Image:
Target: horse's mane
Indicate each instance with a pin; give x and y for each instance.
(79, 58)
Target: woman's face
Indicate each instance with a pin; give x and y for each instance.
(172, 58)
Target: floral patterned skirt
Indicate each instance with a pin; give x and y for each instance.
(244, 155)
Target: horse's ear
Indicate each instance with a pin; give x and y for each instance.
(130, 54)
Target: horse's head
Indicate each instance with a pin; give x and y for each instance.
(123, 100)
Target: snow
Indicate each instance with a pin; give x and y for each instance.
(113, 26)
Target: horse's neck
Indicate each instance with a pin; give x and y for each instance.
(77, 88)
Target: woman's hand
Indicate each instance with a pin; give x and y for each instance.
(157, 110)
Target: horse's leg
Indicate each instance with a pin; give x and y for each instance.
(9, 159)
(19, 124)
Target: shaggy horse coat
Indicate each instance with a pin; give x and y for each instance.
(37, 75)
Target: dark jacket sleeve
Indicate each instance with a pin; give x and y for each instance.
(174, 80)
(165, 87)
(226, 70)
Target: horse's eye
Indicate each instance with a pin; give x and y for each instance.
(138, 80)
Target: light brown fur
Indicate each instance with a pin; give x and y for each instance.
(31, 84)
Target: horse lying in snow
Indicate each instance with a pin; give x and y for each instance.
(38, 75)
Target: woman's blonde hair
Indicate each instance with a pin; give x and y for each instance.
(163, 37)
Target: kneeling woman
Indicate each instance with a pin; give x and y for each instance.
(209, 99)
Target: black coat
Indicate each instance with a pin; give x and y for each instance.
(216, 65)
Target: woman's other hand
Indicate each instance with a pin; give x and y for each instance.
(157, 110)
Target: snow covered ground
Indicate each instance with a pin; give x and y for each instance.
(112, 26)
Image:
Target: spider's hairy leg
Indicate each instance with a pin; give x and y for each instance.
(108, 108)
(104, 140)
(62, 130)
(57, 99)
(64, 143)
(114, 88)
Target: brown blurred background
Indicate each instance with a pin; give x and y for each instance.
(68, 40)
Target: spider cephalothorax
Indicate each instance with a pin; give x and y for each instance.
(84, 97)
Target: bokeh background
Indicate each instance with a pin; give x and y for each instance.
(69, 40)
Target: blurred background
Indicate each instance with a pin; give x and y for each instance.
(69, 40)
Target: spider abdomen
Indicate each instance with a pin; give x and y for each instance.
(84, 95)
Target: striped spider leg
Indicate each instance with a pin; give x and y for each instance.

· · · · ·

Problem details
Output the whole listing above as a numbered list, one entry per line, with blank lines left out.

Response
1. Image:
2. Target: horse's mane
3. Indicate each instance with a pin; give x and y for each instance.
4. (79, 58)
5. Target: woman's face
6. Indicate each instance with a pin; give x and y for each instance.
7. (172, 58)
8. Target: floral patterned skirt
9. Indicate each instance with a pin; give x and y for each instance.
10. (244, 155)
11. Target: horse's ear
12. Indicate each instance with a pin; give x and y for each instance.
13. (130, 54)
14. Target: horse's head
15. Indicate each instance with a pin; give x and y for each instance.
16. (123, 100)
17. Target: snow
18. Indicate each instance with a pin; give x and y for each instance.
19. (113, 26)
20. Target: horse's neck
21. Indicate each instance with a pin; give x and y for each instance.
22. (77, 88)
23. Target: woman's hand
24. Indicate each instance with a pin; give x and y for each instance.
25. (157, 110)
26. Target: horse's leg
27. Indicate each instance with a pin; give x and y for each instance.
28. (9, 159)
29. (19, 124)
30. Target: shaggy horse coat
31. Indicate each instance with a pin; give x and y for each instance.
32. (37, 75)
33. Target: dark jacket sleeve
34. Indicate each instance with a pin; give x and y for each instance.
35. (174, 80)
36. (165, 87)
37. (226, 70)
38. Target: horse's eye
39. Indicate each instance with a pin; give x and y for each instance.
40. (138, 80)
41. Target: light brown fur
42. Indicate each instance with a pin; give x and y for each instance.
43. (31, 84)
44. Target: horse lying in snow
45. Indicate each instance with a pin; give x and y for each instance.
46. (38, 75)
47. Target: woman's blonde hair
48. Indicate each instance with a pin; give x and y for each instance.
49. (163, 37)
50. Target: kneeling woman
51. Indicate each instance with a pin; give x and y for each instance.
52. (209, 99)
53. Target: black coat
54. Indicate each instance with a pin; give x and y for each instance.
55. (216, 65)
56. Target: woman's other hand
57. Indicate each instance with a pin; give x and y for each instance.
58. (157, 110)
59. Target: snow covered ground
60. Indicate each instance with a pin; give x and y for each instance.
61. (112, 26)
62. Image:
63. Target: spider's hairy leg
64. Indicate each instance with a pin; give x and y for each instance.
65. (108, 108)
66. (104, 140)
67. (62, 130)
68. (57, 99)
69. (64, 143)
70. (114, 88)
71. Target: brown blurred background
72. Indicate each instance with a pin; give x and y for each instance.
73. (68, 40)
74. Target: spider cephalothorax
75. Indicate each instance with a pin; give x and y for each instance.
76. (84, 97)
77. Target: bokeh background
78. Indicate each instance with a pin; give x and y for each instance.
79. (69, 40)
80. Target: blurred background
81. Indicate each instance with a pin; give x and y for each instance.
82. (69, 40)
83. Target: spider abdomen
84. Indicate each instance with a pin; give x and y for each instance.
85. (84, 95)
86. Target: striped spider leg
87. Indicate each instance with a pin; give x and y for each instance.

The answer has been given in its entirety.